TASK DESCRIPTION - Lay out the data as a Markdown table with columns "Row" and "Line," one numbered row per line, skipping blank lines and leaving the picture out of the table.

Saved entries:
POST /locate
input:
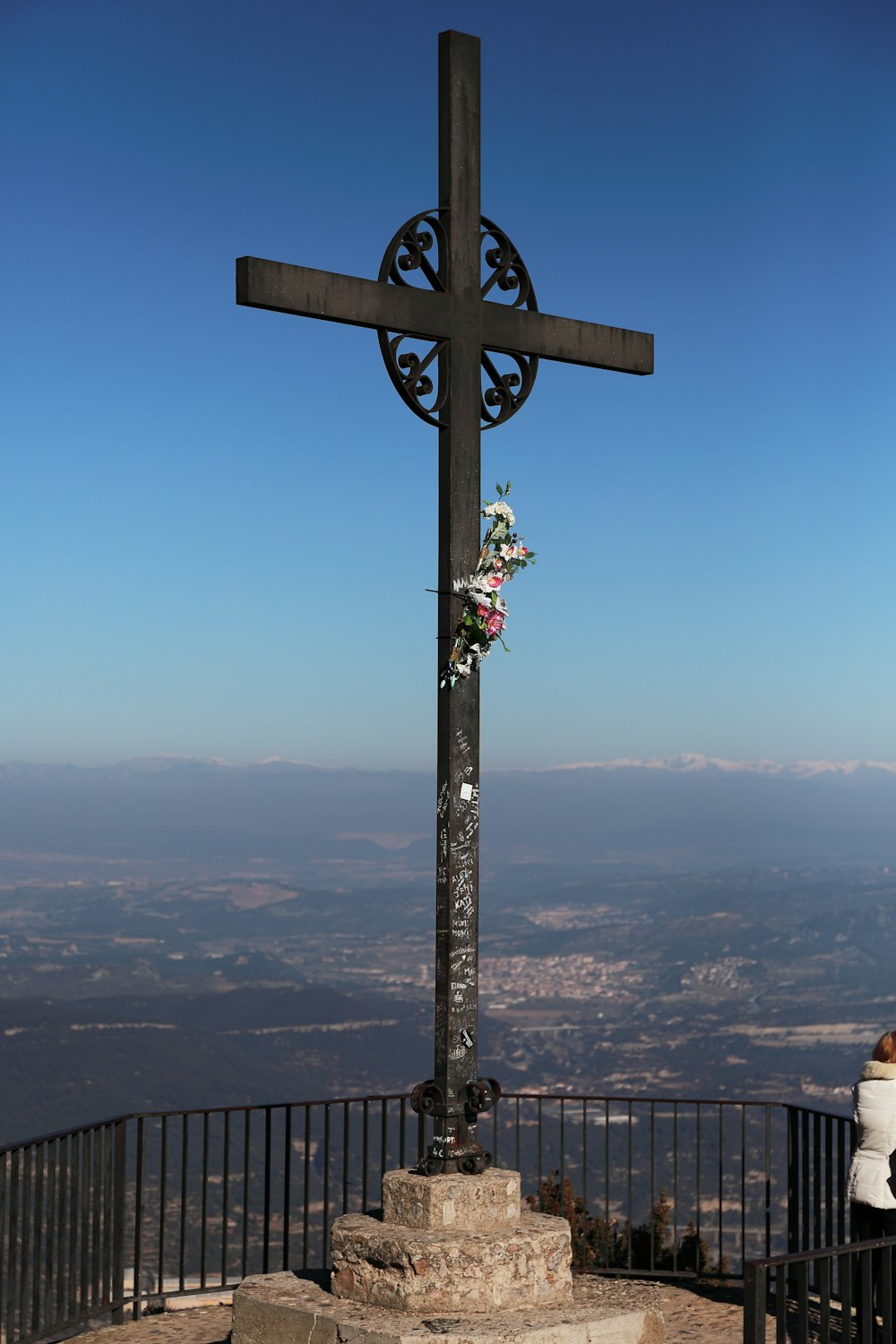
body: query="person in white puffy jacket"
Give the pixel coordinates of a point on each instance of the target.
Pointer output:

RESPONSE FOR THIS EXERCISE -
| Row | Line |
|---|---|
| 1 | POST /locate |
| 2 | input: |
| 3 | body: query="person in white puffy jacket" |
| 4 | Give the pixel coordinates of a point on each instance of the target. |
| 5 | Pointer output: |